TASK TO CARRY OUT.
Reproduce exactly the lines below, starting with the line that contains "Check that each instance of the white metal" and ending with the last line of the records, both included, and nothing else.

**** DATA PROVIDED

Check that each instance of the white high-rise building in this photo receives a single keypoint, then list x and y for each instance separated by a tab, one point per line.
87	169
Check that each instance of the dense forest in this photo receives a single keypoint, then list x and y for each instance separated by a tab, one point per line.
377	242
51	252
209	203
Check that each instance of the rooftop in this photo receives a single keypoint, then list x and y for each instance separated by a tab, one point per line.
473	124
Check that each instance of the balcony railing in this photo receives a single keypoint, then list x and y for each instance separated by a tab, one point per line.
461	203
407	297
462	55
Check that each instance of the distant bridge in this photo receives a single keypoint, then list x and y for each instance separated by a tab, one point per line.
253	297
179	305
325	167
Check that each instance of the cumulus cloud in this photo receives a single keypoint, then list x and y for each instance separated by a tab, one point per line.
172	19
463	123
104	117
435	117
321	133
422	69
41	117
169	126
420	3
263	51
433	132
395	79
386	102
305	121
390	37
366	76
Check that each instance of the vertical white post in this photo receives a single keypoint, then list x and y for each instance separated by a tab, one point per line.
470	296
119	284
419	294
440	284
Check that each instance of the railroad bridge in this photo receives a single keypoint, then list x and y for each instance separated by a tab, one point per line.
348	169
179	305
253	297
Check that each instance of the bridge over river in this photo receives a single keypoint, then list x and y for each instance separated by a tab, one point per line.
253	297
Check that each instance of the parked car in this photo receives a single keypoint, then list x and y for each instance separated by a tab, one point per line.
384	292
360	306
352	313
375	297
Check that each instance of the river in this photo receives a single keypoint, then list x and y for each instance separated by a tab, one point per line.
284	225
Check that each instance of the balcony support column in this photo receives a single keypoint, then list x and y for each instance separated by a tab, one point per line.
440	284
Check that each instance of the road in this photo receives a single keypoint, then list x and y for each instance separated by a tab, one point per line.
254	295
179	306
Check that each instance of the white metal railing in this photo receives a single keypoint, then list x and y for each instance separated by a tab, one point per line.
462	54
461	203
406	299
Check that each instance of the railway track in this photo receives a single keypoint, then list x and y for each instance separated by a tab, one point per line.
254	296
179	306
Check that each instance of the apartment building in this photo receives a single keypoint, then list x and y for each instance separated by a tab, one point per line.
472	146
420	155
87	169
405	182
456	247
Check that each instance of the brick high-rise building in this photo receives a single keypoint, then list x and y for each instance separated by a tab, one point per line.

********

CORRECT ANSWER.
Check that each instance of the white metal railing in this photo receives a single keypoint, then list x and y for each instance separated by a tab, one point per line.
462	54
461	203
406	299
Check that each instance of the railway track in this photo receives a single keypoint, then list x and y for each instance separated by a tab, one point per line.
254	296
179	306
Check that each instance of the apartment building in this photo receives a single keypoint, then list x and y for each instance separated by a tab, one point per line.
472	146
420	155
87	169
405	182
456	247
Check that each instance of the brick high-rise building in this photo receives a single keypoint, then list x and y for each instance separated by a tab, one point per line.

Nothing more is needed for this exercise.